- _Exercise prompt_:
Return every line of the listing that contains the string "frame", matching case exactly.

- _Data for the task_:
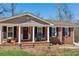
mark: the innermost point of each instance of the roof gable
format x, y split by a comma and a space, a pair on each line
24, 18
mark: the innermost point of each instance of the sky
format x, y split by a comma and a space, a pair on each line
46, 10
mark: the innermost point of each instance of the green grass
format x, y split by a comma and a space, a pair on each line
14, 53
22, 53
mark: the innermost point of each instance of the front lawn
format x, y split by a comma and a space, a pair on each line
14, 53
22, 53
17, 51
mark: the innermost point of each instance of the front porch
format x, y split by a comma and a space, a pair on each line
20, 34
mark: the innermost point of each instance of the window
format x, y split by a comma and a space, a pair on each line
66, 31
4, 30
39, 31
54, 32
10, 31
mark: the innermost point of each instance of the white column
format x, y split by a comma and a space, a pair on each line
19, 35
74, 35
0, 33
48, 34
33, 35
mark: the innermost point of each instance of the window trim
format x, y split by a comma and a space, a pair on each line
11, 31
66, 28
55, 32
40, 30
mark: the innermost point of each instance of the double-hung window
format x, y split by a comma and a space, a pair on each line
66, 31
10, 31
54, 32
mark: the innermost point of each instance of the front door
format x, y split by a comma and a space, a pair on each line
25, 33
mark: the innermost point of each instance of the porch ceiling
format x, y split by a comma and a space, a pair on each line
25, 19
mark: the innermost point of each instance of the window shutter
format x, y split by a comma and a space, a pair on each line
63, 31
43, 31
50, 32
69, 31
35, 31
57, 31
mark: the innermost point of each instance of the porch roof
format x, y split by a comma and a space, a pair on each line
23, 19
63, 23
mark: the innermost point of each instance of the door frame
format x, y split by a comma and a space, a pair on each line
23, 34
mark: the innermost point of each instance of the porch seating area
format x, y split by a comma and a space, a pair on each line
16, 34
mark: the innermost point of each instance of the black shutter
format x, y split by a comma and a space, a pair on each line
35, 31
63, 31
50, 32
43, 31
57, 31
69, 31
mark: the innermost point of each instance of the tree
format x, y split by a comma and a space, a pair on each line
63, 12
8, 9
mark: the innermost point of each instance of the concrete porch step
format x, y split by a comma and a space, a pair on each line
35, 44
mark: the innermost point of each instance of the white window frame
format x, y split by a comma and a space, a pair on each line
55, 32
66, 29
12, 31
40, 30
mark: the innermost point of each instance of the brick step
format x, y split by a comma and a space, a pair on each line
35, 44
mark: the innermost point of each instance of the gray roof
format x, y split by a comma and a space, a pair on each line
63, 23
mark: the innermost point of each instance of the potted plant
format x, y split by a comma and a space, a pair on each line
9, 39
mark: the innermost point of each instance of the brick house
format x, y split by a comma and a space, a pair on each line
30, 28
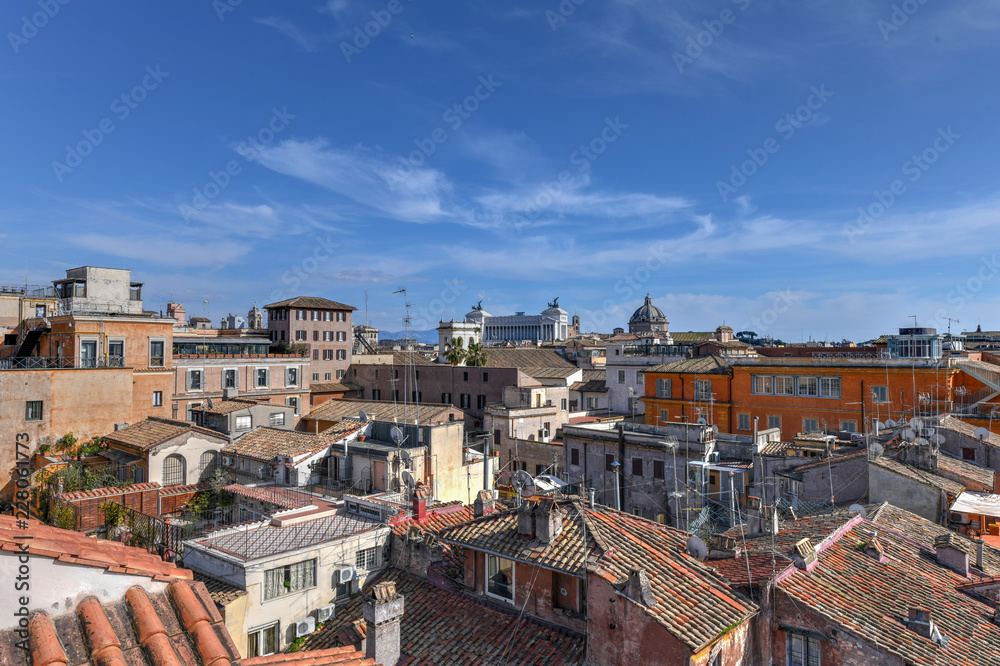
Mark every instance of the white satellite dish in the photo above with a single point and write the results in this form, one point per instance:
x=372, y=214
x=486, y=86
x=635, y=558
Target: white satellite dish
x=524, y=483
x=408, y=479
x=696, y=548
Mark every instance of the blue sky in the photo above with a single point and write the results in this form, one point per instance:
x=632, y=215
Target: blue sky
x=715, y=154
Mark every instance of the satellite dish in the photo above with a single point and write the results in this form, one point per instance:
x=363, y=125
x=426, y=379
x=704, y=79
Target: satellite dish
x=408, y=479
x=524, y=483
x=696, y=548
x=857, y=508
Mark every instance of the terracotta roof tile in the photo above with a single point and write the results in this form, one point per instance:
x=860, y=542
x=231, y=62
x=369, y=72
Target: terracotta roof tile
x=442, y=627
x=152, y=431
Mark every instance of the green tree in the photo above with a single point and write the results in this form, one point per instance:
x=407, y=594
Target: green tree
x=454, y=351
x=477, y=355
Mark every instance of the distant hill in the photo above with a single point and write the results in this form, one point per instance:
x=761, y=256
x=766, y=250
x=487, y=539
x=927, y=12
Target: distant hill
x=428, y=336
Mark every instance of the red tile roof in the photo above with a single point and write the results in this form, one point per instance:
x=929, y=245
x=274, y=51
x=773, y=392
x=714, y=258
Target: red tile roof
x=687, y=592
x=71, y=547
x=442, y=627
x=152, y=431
--
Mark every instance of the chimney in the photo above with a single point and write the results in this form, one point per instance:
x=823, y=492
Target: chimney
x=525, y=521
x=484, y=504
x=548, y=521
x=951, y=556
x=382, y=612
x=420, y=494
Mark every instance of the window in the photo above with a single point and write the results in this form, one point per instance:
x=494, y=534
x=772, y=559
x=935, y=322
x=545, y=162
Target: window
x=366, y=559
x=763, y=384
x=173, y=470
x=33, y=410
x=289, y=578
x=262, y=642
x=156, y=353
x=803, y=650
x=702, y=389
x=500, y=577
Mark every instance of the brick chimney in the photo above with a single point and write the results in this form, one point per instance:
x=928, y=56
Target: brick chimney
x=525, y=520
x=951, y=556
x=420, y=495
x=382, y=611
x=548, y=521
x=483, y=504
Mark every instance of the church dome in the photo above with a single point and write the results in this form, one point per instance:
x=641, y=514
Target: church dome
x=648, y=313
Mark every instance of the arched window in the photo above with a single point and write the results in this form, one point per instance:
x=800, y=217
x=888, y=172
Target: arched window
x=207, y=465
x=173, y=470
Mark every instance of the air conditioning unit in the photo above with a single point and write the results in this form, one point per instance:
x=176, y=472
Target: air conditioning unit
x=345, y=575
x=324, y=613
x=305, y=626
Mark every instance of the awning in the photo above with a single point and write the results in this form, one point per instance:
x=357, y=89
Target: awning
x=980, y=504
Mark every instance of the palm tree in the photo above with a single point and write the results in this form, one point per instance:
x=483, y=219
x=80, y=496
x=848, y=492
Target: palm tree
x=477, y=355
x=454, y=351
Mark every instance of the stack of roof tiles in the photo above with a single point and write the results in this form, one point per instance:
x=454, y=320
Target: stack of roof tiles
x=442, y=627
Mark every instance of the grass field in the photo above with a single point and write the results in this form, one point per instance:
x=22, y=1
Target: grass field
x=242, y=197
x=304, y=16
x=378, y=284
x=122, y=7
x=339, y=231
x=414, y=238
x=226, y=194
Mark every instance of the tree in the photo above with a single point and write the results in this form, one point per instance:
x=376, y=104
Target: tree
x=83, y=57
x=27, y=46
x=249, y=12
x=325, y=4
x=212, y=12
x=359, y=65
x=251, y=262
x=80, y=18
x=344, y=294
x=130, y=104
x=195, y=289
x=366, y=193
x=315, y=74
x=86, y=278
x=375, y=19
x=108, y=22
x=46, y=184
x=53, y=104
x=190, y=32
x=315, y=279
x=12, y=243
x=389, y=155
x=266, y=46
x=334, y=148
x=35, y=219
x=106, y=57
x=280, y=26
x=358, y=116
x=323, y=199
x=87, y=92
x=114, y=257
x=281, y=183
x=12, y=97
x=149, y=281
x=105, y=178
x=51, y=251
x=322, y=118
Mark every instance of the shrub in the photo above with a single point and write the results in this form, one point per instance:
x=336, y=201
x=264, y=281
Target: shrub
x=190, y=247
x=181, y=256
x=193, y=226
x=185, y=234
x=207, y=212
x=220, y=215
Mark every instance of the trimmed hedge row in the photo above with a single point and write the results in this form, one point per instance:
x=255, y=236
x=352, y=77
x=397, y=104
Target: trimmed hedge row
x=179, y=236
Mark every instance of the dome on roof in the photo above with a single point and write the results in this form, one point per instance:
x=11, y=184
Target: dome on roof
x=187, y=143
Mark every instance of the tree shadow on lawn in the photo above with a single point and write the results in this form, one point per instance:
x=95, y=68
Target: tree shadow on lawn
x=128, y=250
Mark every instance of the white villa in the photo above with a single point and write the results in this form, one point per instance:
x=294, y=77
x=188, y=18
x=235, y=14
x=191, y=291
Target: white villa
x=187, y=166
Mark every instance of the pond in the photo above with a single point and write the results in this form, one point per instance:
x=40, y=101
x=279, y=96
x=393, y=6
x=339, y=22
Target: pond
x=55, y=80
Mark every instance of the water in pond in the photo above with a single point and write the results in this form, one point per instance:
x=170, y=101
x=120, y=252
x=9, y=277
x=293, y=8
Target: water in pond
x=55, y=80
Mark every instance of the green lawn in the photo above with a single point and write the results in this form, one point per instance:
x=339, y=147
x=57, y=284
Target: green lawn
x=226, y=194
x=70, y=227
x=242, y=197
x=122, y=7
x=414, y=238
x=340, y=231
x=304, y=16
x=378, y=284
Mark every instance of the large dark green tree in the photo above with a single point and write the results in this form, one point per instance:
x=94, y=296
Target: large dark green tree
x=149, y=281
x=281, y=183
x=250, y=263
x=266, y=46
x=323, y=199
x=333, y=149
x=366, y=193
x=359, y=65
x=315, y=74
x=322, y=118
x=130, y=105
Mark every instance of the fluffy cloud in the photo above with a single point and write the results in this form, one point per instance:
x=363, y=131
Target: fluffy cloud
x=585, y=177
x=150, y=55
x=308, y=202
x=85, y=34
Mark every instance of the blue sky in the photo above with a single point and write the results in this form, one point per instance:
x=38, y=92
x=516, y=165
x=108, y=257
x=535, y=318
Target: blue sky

- _Task response_:
mark: the innermost point of each instance of the door frame
mark: the innermost point of each instance of the white window frame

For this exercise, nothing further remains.